— start DATA TO PROCESS —
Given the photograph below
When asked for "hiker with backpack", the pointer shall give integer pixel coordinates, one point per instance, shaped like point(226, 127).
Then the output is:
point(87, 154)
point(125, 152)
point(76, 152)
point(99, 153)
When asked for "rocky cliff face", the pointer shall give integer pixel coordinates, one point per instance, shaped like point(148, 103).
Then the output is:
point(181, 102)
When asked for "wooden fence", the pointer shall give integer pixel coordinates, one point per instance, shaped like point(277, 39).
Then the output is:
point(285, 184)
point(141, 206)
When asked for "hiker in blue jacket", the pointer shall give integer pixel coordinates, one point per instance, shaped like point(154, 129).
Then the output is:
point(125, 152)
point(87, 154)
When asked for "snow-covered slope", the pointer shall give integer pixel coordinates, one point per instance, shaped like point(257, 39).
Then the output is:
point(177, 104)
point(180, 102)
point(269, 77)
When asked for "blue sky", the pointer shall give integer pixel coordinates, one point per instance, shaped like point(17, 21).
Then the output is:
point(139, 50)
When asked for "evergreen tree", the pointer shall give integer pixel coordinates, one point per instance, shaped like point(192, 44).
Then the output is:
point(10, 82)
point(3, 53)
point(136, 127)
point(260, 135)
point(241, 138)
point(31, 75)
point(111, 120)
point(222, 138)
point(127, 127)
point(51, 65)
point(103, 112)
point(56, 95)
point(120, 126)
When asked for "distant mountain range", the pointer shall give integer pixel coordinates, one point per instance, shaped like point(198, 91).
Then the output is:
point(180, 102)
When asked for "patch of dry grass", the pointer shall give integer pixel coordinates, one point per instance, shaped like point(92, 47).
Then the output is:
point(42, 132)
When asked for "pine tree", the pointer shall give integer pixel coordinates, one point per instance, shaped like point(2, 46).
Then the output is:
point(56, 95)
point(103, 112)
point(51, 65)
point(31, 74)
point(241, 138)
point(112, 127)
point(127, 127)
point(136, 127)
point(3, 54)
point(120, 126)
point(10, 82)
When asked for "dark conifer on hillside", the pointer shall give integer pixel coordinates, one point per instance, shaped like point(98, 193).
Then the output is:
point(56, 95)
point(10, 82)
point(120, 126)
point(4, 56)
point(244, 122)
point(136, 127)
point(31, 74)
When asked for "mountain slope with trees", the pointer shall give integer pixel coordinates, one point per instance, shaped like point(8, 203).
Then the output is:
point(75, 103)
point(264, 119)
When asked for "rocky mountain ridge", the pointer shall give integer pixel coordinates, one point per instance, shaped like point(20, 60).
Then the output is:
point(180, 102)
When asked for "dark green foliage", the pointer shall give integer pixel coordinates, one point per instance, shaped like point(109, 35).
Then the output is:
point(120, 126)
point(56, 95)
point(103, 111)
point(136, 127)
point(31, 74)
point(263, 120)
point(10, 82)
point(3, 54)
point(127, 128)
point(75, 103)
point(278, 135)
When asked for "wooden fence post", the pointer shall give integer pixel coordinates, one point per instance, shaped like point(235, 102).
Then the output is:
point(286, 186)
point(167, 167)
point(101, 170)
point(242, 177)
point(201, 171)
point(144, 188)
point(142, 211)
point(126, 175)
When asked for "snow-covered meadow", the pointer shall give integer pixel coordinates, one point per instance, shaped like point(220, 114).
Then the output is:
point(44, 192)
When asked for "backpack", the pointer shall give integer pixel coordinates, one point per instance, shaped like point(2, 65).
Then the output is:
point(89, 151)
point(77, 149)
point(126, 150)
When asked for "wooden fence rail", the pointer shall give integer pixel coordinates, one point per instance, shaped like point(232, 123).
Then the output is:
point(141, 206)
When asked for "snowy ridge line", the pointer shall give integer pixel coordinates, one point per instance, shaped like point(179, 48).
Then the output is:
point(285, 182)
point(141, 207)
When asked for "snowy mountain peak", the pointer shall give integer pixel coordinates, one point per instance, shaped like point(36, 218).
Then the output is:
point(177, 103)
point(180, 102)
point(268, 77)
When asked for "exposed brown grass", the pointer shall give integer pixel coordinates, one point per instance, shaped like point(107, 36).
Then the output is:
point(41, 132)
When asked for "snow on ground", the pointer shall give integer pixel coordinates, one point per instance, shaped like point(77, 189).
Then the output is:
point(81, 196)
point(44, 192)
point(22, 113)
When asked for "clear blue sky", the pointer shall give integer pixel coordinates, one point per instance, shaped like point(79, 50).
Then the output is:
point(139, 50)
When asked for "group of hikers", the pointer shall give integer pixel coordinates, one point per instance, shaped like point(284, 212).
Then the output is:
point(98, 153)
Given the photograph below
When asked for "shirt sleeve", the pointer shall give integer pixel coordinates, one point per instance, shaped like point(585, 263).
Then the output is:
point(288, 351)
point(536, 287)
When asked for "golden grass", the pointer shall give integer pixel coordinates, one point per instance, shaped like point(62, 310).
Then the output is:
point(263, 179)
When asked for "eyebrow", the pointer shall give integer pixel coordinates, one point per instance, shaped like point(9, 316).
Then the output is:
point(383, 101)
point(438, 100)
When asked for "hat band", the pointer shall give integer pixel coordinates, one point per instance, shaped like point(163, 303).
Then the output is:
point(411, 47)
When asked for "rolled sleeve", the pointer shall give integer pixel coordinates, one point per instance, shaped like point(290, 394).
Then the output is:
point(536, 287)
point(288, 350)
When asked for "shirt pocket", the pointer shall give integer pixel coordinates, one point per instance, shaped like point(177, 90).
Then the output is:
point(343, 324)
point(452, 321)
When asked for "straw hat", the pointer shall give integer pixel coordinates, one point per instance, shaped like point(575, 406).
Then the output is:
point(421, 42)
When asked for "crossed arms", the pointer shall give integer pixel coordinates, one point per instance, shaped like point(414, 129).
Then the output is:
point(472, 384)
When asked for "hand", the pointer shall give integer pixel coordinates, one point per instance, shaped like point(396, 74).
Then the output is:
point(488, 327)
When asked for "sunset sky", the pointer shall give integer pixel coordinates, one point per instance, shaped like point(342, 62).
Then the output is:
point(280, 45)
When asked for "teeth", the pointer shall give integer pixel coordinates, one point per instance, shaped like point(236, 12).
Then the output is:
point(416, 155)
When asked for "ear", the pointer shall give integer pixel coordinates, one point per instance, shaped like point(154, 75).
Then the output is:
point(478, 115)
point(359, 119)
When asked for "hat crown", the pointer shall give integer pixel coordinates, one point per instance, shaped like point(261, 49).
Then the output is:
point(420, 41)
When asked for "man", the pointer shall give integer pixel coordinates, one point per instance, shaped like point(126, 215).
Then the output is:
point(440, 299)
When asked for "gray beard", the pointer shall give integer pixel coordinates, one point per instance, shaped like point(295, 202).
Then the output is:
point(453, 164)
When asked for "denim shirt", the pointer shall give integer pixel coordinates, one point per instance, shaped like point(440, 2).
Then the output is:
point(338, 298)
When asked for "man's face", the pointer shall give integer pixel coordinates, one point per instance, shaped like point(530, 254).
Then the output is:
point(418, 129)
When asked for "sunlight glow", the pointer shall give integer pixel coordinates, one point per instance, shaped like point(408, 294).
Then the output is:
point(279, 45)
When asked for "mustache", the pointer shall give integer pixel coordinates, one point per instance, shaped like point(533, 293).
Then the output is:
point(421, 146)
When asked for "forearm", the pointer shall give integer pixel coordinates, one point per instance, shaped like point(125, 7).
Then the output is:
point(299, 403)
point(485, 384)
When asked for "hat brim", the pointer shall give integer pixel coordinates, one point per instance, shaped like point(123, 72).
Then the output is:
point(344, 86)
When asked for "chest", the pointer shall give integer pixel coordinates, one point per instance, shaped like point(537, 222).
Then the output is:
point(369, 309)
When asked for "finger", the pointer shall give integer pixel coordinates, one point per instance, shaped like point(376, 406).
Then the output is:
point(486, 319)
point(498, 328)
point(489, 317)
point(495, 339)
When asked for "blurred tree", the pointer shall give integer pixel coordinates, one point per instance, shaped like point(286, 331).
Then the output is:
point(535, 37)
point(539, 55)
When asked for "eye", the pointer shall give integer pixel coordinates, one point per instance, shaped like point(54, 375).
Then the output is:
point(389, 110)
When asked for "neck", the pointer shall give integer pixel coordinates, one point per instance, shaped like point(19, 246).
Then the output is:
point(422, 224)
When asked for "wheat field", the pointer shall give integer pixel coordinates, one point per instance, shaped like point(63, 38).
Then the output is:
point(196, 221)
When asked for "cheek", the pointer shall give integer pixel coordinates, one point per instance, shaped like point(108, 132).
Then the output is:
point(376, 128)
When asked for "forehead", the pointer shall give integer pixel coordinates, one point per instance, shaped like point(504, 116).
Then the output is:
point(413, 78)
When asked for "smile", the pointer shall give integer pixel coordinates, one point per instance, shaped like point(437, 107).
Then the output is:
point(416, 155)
— end DATA TO PROCESS —
• EXERCISE OBJECTIVE: Retype the run of lines that opens with the line containing "like point(537, 222)." and closes with the line containing "point(413, 78)", keeping both of those lines and copying every character as it stands.

• TASK ANSWER:
When asked for "chest", the pointer shall give integer pixel coordinates, one point per instance, shaped like point(537, 222).
Then the output is:
point(369, 309)
When asked for "finger", the pointer shall give integer pixel coordinates, one point per instance, shaped like point(376, 406).
Then the output is:
point(486, 319)
point(498, 328)
point(489, 317)
point(495, 339)
When asked for "blurred tree", the pointer shall give integer pixel coordinates, one point per instance, shaped like point(286, 331).
Then the output is:
point(535, 37)
point(539, 55)
When asked for "eye", the pointer shall give integer pixel coordinates, one point per instance, shaped like point(54, 375).
Then the output is:
point(389, 110)
When asked for "neck", the pointer shall give integer pixel coordinates, one point per instance, shaped like point(19, 246).
Then the output is:
point(422, 224)
When asked for "wheat field", the pointer shall give integer pixel coordinates, one point per instance, shaped like point(63, 38).
Then the output is:
point(196, 221)
When asked for "cheek", the pointer shall give integer pixel coordinates, one point per instance, shaped like point(108, 132).
Then the output is:
point(376, 128)
When asked for "forehead", the pointer shall give integer pixel coordinates, one point per instance, shaped like point(504, 116).
Then the output is:
point(413, 78)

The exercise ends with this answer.